───── Extract to read
In chapter 4, "African American Dante," Looney examines Gloria Naylor's Linden Hills and Toni Morrison's The Bluest Eye.  Linden Hills is an interesting counterweight to Baraka because its juxtaposition of European and American cultural values depends on a much more nuanced appreciation of Dante and a much more thorough appropriation of him in her novel.  Looney calls Naylor "the most educated" of the writers he considers in his work (p. 158), and the one most steeped in the tradition of black literary culture.  Looney gives a persuasive account of the way she utilizes Dante and in the process he provides a key to the major contours of Freedom Readers as a wholeHe sees Naylor as someone "who learned Dante in school, but whose experiences out of the academy put her in touch with that other version of Dante that has its origins in the abolitionists' practical reading of the medieval poet and politician. Her imitation of Dante bespeaks a familiar dichotomy of highbrow and lowbrow culture, of establishmentarian and radical responses to Dante, of aesthetic and political readings of Dante."  (p. 159).  How these two trajectories interact is the essence of Freedom Readers no less than Linden Hills.

For Naylor an interesting moment of both convergence and conversion occurred in college when she read Dante the same year (1977) that she read Toni Morrison's first novel, The Bluest Eye, in which, as Looney tells us, "Dante plays a small but significant part" (p. 183). Looney's look at The Bluest Eye shows us something of the extraordinary precision of Morrison’s artistry in her appropriation of Dante. Through the character of Soaphead Church, "a hybrid product of mixed colonial culture," Morrison imagines someone whose reading of Dante is dazzlingly defective, someone who uses Dante "for a moral system that coheres with his perverted sense of the world" (p. 187).  Morrison "takes the reader into Soaphead's warped mind for a theological disquisition on good and evil, with Dante as arbiter" (p. 185).  If Dante is everywhere in Gloria Naylor's Linden Hills, which is in effect a modern recreation of the Inferno, his appearance in The Bluest Eye is carefully circumscribed, injected by means of a brilliant surgical strike, with a laser-like intensity that provides evidence that Morrison knew the Dante that she was withholding from her character.
──────────
───── Dataset extract
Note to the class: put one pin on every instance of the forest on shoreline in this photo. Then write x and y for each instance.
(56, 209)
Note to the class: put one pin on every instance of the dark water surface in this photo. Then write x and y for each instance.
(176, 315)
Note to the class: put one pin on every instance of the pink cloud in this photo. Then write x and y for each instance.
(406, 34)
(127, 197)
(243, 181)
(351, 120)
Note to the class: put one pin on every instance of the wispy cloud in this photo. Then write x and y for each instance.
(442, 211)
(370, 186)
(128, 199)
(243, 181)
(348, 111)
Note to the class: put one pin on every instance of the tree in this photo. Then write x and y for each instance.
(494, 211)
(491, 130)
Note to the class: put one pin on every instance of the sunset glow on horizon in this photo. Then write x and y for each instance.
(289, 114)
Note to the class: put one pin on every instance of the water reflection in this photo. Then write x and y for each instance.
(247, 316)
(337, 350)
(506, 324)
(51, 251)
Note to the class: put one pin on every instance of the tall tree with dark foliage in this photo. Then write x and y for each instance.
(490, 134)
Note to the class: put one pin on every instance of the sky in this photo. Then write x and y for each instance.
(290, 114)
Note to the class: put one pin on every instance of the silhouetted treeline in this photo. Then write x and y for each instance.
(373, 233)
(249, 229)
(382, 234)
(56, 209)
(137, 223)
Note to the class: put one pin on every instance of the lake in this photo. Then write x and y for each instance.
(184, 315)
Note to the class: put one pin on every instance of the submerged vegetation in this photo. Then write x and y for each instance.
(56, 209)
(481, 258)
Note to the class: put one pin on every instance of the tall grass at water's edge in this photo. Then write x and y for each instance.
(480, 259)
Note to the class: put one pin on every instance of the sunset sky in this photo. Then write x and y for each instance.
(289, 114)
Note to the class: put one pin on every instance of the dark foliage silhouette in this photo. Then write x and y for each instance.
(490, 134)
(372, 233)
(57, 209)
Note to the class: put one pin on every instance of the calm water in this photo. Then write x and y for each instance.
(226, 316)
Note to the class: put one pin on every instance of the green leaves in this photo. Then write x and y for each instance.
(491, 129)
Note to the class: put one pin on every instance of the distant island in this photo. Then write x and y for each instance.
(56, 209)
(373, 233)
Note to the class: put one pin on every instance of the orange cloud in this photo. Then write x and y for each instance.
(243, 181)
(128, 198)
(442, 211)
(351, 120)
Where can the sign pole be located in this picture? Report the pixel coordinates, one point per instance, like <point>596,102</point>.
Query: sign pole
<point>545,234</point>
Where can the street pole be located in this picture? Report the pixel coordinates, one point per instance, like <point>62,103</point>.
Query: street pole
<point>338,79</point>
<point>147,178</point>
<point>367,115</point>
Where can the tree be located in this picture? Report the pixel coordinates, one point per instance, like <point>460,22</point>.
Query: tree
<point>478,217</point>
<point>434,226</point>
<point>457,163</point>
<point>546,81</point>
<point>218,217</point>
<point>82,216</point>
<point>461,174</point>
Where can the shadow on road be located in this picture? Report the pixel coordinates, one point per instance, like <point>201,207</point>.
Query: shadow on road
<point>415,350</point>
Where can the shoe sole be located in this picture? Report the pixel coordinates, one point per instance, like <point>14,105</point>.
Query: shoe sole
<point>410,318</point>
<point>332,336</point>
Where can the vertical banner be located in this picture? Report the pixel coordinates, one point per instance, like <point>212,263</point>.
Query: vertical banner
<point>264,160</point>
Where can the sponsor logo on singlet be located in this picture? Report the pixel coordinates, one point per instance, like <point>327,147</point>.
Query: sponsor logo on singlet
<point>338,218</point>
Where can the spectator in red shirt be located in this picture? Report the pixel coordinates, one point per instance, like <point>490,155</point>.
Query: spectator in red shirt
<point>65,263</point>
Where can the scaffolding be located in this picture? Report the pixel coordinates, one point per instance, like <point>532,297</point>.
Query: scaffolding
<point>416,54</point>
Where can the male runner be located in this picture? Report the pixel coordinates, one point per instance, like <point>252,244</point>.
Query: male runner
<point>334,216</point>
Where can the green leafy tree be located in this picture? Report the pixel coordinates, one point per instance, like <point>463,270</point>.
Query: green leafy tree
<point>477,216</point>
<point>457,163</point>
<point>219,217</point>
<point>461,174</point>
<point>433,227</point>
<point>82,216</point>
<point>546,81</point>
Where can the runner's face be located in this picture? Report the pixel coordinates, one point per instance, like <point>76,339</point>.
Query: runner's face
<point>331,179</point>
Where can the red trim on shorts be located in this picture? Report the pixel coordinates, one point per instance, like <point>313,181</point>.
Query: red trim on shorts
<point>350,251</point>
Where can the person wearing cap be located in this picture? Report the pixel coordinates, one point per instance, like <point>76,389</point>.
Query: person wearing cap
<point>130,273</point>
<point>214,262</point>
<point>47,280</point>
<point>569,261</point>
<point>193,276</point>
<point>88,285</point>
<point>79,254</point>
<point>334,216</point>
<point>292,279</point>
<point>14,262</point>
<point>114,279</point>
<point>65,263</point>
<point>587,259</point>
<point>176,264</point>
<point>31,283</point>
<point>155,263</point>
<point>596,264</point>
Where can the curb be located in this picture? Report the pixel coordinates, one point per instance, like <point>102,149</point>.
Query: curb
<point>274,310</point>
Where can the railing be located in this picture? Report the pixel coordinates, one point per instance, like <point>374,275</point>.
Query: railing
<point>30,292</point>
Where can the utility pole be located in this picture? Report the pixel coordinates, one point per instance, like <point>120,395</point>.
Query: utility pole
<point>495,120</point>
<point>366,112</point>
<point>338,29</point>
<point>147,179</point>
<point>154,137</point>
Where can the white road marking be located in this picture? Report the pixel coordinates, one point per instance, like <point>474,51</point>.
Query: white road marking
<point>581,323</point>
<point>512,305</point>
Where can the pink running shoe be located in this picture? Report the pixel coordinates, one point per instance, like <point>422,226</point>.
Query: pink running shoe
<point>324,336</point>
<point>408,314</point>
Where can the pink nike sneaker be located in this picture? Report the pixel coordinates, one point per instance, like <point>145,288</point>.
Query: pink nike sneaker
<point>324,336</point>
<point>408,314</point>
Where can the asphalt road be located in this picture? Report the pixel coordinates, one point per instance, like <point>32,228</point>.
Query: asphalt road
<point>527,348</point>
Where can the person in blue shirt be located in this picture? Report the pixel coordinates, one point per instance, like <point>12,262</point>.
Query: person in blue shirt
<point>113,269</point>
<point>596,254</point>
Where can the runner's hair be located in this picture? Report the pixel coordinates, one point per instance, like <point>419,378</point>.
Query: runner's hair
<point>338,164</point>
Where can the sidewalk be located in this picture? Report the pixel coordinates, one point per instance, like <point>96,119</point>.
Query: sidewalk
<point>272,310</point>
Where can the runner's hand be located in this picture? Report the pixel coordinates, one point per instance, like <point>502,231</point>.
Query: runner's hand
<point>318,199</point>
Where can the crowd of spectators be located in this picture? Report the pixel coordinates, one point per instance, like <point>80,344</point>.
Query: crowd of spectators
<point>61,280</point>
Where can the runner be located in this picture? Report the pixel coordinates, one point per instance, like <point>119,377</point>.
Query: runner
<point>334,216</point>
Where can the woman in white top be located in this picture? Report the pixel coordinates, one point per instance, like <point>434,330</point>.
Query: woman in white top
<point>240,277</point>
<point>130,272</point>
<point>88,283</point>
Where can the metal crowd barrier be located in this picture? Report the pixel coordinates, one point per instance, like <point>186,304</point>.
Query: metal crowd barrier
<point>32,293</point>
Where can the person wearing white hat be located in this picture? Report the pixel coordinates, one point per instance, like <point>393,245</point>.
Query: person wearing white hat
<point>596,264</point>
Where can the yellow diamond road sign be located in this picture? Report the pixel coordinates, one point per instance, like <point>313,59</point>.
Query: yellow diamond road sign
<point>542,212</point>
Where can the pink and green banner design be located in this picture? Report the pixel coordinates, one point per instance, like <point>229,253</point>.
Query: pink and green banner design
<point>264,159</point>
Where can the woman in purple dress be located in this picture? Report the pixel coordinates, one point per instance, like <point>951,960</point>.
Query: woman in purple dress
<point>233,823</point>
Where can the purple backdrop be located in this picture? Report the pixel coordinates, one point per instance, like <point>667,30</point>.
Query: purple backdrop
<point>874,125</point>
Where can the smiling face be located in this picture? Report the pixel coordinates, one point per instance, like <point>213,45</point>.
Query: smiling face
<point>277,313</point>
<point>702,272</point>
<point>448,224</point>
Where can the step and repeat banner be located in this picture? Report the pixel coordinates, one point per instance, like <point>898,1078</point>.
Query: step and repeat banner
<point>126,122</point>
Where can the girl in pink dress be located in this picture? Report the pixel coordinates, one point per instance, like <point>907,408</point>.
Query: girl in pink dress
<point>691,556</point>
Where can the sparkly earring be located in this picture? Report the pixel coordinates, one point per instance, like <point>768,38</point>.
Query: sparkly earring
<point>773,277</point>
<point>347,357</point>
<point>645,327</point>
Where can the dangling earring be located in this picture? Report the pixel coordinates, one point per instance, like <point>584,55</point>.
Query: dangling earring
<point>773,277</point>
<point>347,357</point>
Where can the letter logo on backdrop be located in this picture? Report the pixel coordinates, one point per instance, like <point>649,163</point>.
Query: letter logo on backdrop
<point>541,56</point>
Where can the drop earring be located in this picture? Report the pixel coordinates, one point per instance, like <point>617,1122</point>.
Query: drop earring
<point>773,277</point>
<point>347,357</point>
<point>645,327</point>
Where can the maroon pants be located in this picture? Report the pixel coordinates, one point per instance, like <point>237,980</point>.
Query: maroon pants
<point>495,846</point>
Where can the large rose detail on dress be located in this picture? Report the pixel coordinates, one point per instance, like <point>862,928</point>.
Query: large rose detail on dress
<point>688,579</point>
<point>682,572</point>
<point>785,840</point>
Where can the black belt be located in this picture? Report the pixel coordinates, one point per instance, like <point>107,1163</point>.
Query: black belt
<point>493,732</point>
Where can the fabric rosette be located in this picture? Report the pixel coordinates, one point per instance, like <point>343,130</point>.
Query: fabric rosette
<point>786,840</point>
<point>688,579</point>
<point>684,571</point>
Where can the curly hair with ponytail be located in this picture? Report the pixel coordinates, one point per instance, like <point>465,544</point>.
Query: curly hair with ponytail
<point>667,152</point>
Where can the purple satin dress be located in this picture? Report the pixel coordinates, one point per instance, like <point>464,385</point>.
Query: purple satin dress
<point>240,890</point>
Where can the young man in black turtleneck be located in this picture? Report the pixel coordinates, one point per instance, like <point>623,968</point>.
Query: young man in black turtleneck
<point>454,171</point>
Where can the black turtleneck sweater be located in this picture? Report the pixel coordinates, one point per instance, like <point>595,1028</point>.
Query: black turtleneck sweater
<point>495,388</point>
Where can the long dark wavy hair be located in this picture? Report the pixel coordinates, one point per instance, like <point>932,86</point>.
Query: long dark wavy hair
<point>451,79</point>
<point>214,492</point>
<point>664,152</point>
──────────
▸ What needs to be done
Please pick up the passage on Dante in Naylor and Morrison from its final sentence and carry it forward.

▸ Right answer
In this schematic summary I do not mean to give the impression that there is more unity in the African American experience of Dante than there actually is.  Looney understands the degree to which any reception study that spans two hundred years is going to be both complicated and a little bit messy.  The study asks questions and provokes further investigation.  Nevertheless, I think that it is interesting that my response to the book was of a piece with other important studies of Dante that have changed my way of looking at him. After assimilating any new and cogent interpretation of Dante, something I have never thought of before, something clicks in, and the new interpretation becomes part of the way I look at Dante as though it had always been there, and as though it would be perfectly obvious to everyone else as well. Such is what happened after my first experience of Freedom Readers.  Despite an obvious connection between the two traditions--the Exodus narrative after all is the structural and thematic skeleton onto which the Commedia is fleshed out as well as the defining master narrative of the movement from slavery to freedom in the African American tradition--before Looney's work, I had never made any kind of connection between Dante and the African American experience.  After reading the book (and, spurred by my reading, teaching a course called "Dante and African American Literature" with my African-Americanist colleague), its revelations, some of them stunning when I first came across them, now seem in my mind to belong to the "everyone knows this" category.  But everybody does not know them, and so Looney has opened up for us huge possibilities.  It will be interesting to see how much more we find now that we have found a new way to look.